[EXERCISE INSTRUCTIONS]: Look below for the line containing "In this picture, where can the dark window". Output it and each remaining line of the entries exactly, and nothing else.

[THE DATA]:
.....
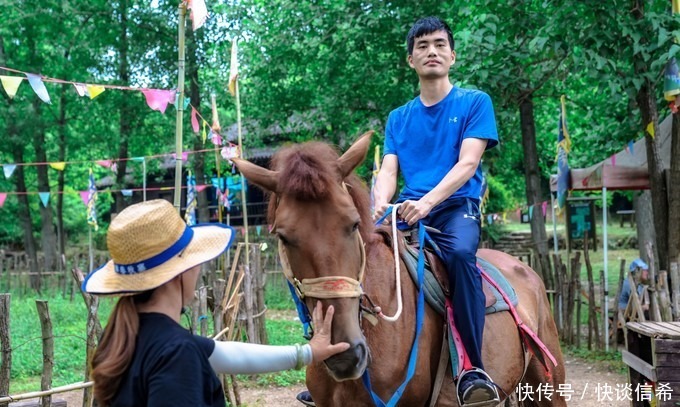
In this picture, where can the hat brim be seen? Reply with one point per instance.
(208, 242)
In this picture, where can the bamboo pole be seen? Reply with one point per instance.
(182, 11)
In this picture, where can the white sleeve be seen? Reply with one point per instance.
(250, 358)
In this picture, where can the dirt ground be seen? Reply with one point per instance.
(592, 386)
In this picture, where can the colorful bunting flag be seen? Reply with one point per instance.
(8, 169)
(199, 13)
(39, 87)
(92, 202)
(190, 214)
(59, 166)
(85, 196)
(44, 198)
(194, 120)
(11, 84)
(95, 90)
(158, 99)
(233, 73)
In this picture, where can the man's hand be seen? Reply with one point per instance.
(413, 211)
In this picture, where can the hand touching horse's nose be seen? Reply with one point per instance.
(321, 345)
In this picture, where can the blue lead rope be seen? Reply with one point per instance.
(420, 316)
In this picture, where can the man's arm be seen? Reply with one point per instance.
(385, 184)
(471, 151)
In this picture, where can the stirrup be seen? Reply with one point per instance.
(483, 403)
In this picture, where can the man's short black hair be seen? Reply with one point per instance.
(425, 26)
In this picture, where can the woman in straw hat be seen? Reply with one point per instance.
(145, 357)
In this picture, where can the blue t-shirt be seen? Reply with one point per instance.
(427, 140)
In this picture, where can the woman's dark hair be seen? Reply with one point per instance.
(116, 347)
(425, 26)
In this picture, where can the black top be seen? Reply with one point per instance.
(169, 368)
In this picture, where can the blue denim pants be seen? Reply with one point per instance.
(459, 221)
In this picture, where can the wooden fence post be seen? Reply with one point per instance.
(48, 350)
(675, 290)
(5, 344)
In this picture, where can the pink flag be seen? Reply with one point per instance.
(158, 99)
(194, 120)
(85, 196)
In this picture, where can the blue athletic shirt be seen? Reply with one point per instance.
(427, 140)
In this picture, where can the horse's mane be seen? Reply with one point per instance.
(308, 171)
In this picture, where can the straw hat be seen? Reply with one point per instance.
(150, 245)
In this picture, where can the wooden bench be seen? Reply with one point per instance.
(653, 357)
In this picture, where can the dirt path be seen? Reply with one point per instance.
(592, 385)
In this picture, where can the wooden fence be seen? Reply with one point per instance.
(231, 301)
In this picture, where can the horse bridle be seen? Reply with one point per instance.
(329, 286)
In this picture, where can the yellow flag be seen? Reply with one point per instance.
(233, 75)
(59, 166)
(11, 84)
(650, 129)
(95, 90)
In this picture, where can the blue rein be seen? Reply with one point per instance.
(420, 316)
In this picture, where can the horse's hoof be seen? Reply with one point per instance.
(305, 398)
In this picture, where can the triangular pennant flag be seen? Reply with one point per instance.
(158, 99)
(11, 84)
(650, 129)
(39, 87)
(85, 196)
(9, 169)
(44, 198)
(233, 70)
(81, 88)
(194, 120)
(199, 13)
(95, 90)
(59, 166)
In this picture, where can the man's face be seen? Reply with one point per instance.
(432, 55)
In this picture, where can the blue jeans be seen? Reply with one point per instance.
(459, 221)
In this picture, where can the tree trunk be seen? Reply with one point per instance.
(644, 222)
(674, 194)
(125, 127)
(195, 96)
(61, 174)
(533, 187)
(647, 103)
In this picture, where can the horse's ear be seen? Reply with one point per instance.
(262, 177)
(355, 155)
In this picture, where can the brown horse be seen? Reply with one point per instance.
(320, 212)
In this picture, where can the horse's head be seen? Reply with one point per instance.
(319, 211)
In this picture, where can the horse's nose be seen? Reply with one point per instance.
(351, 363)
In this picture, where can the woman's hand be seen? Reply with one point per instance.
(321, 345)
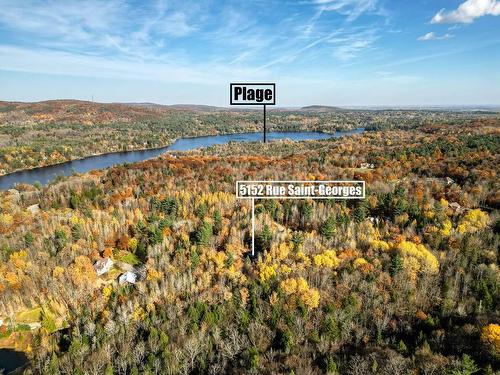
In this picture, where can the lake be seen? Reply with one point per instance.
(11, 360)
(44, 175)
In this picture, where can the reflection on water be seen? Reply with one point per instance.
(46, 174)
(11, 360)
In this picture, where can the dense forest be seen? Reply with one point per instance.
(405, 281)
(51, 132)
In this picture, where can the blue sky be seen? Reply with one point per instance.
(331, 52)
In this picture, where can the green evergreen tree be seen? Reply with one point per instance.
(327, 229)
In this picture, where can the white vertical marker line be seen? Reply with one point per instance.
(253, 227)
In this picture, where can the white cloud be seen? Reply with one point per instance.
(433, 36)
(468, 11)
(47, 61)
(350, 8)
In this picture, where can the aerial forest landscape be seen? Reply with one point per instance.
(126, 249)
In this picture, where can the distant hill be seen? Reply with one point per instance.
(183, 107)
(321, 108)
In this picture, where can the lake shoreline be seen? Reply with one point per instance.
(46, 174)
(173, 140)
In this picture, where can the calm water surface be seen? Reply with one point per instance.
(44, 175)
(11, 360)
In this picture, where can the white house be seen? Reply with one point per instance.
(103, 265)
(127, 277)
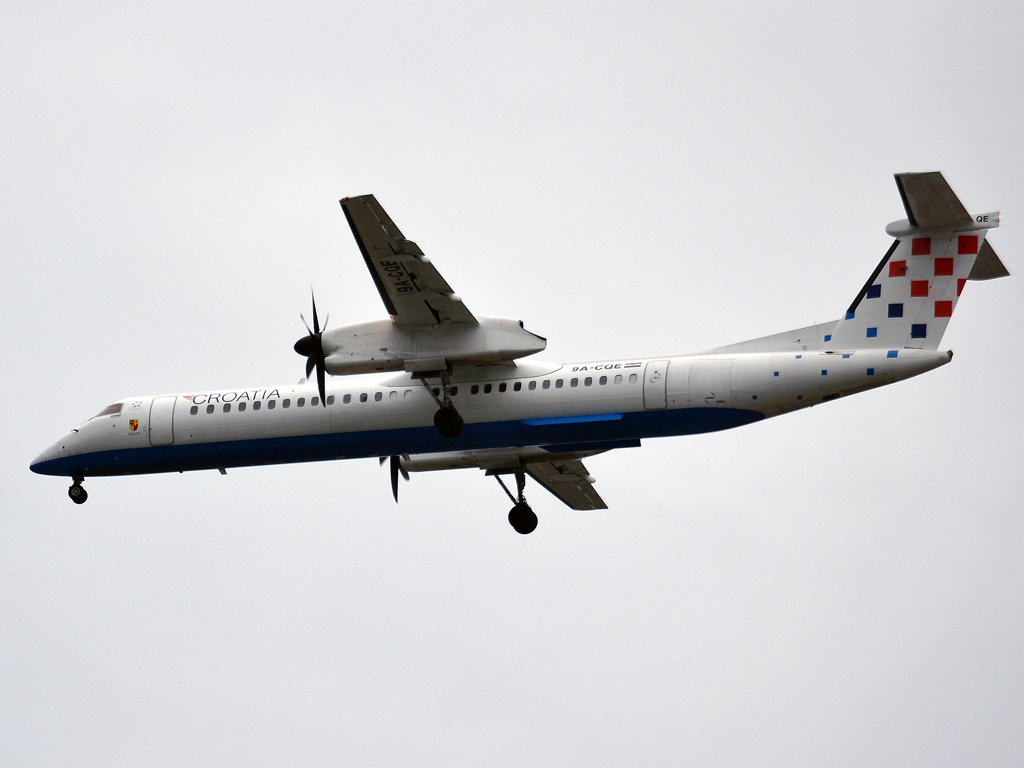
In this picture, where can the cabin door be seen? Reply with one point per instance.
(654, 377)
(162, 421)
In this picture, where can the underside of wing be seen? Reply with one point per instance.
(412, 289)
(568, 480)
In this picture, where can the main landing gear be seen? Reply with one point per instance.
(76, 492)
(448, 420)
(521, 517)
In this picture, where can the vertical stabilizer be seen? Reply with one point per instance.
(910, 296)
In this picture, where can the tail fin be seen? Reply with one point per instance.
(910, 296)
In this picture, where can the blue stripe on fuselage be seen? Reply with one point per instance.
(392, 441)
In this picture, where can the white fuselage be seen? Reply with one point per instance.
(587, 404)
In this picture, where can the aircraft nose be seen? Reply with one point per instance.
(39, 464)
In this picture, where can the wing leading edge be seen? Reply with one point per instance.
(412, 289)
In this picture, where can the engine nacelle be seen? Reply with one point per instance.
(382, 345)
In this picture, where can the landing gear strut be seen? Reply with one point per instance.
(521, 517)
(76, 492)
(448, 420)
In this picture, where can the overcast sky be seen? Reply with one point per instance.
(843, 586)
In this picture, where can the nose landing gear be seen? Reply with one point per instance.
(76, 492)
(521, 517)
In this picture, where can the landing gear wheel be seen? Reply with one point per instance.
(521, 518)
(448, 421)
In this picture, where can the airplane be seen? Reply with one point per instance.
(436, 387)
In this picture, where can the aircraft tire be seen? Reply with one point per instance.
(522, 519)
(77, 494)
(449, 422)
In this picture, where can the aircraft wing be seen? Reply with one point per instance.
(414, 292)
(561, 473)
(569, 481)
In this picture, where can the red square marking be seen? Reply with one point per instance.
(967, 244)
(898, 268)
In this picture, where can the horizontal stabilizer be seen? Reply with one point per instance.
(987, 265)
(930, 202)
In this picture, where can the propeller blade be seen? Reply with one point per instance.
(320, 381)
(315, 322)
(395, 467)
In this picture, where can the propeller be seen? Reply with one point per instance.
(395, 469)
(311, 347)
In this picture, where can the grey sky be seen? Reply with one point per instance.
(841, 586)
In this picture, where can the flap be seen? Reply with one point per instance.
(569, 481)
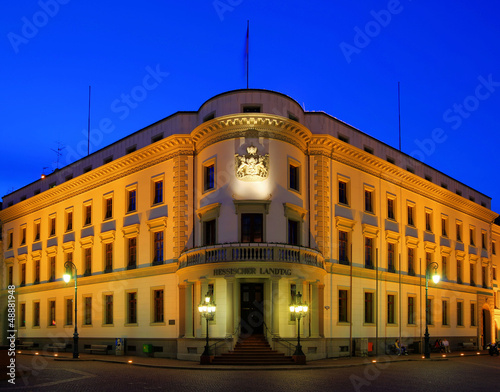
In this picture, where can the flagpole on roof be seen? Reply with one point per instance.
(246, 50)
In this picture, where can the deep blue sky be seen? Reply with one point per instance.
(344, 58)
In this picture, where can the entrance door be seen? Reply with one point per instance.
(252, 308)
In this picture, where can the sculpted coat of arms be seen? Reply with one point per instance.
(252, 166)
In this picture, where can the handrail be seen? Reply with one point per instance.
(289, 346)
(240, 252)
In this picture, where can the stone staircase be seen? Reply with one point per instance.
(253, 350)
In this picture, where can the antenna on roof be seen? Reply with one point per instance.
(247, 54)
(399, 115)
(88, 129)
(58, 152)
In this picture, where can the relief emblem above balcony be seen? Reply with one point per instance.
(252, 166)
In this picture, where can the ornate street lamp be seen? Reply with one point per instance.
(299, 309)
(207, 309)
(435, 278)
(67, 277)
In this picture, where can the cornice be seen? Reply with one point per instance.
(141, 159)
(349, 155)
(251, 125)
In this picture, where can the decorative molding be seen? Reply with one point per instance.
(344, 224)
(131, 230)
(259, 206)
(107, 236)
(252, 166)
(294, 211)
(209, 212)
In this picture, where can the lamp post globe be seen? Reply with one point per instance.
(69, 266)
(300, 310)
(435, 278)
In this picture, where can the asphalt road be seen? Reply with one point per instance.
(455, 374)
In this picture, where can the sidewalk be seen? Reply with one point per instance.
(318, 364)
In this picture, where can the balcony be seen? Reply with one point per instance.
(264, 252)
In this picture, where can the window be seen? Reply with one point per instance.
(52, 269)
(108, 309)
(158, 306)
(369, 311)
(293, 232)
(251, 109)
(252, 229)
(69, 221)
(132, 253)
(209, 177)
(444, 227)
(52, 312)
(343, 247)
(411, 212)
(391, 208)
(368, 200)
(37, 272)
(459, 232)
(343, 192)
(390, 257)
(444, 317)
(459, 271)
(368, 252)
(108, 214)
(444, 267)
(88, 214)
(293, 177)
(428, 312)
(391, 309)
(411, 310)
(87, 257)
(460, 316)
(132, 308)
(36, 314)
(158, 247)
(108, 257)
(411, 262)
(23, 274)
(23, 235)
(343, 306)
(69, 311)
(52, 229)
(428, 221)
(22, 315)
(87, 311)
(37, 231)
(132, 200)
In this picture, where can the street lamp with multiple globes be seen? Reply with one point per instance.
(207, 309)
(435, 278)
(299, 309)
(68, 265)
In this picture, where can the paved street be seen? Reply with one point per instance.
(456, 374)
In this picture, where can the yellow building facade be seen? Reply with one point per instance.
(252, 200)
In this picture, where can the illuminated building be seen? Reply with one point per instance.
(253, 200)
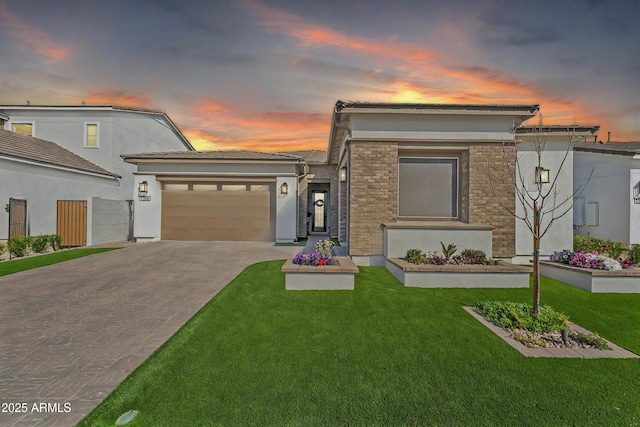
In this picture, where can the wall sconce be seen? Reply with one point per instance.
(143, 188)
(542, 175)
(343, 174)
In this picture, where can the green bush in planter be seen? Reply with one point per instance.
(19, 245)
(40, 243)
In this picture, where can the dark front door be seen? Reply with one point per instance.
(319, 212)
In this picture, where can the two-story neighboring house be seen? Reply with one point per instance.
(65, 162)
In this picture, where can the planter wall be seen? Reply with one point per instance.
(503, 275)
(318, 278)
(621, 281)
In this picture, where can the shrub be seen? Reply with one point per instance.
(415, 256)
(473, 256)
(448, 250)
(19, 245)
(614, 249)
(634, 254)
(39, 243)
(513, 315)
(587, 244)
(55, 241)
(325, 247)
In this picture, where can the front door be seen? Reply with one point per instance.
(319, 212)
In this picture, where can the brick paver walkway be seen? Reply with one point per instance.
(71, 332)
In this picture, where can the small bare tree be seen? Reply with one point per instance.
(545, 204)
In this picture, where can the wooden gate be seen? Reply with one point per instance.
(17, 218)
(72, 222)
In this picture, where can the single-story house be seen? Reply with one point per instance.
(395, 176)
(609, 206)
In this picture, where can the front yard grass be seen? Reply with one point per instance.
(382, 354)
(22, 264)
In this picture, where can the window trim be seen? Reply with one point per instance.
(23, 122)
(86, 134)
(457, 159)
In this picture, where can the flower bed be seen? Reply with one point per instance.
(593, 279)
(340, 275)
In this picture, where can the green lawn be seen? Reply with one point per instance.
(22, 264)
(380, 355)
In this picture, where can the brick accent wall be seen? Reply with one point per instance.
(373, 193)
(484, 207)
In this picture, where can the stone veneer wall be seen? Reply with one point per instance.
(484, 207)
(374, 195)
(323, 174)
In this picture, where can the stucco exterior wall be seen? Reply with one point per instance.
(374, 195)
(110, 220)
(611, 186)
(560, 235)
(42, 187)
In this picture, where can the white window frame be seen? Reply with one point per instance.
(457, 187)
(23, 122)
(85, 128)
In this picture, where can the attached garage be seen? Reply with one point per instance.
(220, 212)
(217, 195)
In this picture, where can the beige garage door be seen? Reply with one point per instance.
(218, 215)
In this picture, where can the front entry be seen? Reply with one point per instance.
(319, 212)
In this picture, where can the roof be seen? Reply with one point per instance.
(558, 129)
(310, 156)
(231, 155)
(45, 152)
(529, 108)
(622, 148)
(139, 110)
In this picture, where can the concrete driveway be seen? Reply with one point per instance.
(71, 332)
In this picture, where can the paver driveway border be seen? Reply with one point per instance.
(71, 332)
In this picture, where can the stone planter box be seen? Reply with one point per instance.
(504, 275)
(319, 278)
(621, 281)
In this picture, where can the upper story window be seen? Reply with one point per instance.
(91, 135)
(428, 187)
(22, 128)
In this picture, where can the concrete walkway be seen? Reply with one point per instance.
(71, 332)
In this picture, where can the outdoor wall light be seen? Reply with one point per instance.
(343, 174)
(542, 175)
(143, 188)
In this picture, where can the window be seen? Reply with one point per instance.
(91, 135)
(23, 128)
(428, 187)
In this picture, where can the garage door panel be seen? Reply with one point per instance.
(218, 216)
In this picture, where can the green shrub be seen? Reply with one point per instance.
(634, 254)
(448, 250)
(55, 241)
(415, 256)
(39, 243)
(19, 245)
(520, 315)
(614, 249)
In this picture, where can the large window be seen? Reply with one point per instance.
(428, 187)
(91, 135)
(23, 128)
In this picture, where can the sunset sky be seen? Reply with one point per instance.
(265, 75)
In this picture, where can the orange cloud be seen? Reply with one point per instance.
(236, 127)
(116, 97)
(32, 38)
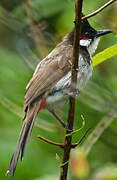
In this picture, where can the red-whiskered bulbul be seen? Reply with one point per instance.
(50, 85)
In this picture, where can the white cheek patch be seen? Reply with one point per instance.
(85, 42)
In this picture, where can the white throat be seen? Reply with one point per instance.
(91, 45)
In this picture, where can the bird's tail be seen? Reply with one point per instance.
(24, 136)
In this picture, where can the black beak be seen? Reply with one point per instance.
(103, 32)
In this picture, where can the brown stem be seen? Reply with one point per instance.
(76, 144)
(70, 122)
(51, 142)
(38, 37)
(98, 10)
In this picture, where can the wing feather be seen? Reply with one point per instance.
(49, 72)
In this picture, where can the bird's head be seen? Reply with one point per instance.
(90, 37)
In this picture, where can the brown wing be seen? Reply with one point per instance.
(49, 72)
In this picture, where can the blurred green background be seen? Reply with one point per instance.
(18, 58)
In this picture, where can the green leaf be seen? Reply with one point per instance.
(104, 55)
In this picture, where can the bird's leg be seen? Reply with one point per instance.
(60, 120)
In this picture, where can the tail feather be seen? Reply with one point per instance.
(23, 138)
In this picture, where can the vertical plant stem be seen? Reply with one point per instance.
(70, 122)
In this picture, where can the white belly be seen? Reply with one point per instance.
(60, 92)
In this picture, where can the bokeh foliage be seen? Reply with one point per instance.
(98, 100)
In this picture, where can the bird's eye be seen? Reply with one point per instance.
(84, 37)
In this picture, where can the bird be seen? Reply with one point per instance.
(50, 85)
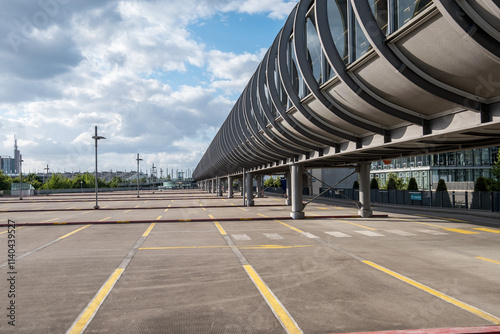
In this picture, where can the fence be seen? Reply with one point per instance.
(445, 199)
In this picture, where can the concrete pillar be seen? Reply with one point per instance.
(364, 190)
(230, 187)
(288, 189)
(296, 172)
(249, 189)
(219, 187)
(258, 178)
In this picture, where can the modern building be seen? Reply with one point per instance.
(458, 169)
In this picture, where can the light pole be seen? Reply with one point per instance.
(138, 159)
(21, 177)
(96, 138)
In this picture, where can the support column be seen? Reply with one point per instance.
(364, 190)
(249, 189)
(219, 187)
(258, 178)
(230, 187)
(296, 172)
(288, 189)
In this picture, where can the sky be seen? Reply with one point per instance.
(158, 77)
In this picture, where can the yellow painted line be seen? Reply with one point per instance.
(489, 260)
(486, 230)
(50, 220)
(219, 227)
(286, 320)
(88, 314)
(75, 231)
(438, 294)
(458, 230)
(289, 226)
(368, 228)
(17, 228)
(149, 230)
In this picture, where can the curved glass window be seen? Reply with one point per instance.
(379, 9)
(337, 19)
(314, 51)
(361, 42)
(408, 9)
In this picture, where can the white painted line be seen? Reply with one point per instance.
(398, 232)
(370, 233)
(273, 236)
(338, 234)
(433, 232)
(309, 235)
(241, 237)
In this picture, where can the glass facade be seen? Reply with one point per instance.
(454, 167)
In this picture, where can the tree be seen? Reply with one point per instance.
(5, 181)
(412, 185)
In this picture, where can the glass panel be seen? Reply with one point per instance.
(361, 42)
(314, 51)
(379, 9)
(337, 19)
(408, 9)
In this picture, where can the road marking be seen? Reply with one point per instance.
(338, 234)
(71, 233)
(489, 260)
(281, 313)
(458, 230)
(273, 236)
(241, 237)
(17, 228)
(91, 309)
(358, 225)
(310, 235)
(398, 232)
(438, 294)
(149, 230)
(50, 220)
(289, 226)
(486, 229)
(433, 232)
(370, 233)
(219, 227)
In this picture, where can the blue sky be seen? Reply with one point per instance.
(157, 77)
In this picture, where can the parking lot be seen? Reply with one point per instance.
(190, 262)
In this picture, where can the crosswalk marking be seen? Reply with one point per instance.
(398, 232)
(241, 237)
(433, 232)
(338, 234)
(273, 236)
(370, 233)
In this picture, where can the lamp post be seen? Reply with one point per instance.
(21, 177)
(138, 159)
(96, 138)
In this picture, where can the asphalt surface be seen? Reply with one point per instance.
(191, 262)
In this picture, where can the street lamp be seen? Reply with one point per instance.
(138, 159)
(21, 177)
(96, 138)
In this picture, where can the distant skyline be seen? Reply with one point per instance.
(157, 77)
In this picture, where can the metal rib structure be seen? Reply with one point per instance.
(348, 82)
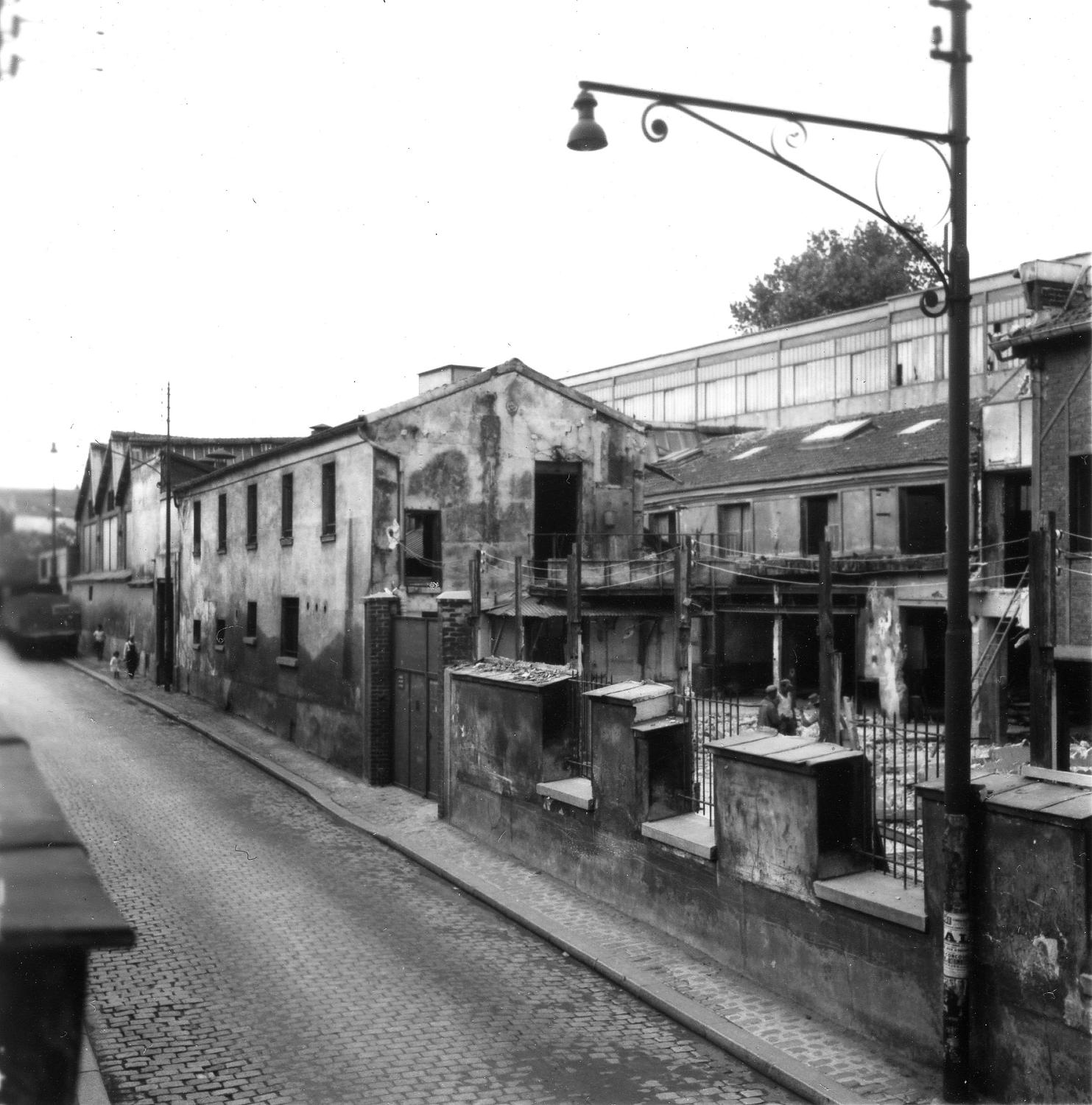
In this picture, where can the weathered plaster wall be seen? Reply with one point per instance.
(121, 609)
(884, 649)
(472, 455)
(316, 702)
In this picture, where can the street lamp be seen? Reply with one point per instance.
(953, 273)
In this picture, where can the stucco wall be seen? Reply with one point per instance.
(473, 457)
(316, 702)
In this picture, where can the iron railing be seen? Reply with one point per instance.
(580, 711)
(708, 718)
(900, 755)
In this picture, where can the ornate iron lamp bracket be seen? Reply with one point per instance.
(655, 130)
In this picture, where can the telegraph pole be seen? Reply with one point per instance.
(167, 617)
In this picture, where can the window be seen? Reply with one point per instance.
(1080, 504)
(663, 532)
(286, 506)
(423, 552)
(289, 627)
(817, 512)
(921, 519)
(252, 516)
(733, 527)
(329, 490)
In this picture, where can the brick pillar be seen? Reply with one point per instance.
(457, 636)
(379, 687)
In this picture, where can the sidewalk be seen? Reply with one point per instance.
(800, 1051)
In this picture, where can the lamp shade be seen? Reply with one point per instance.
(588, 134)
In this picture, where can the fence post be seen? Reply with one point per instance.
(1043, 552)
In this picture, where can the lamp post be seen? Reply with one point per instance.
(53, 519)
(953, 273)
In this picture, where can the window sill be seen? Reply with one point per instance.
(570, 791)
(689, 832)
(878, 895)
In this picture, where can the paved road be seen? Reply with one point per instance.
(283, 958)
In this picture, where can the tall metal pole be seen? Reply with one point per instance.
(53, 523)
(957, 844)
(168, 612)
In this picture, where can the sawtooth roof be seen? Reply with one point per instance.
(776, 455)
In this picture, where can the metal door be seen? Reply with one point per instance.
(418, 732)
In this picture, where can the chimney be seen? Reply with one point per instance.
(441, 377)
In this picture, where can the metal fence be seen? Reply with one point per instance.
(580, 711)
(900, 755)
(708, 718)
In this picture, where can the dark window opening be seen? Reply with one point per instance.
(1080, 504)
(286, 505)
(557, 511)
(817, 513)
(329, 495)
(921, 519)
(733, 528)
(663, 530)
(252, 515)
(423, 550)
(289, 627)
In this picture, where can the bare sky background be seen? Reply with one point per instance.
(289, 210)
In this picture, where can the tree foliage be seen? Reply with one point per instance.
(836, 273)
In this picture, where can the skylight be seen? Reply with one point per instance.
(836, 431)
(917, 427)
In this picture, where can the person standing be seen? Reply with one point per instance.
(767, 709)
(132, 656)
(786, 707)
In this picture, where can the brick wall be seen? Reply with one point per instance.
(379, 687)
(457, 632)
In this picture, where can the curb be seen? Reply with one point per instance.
.....
[WRITTEN RESPONSE]:
In this picture, where can the dark window opening be seen? Reply with one point per instance.
(1080, 504)
(286, 505)
(557, 511)
(817, 513)
(329, 495)
(921, 519)
(733, 528)
(663, 530)
(252, 515)
(423, 550)
(289, 627)
In this picture, where can the bare sky background be seen? Reply with one point per instance.
(289, 210)
In this picture, where can the tree foliage be seen? Reply with one point per instance.
(836, 273)
In this picture, where can the skylight be seen? Reply with one point per instance.
(836, 431)
(917, 427)
In this picture, where can the person standing be seen? Reply with one point per instance.
(767, 709)
(132, 656)
(786, 707)
In this picture, where can the brick wall be seen? Reply with one point per instance.
(379, 687)
(457, 632)
In this picture, where can the curb be seen? Reply with one point per instance.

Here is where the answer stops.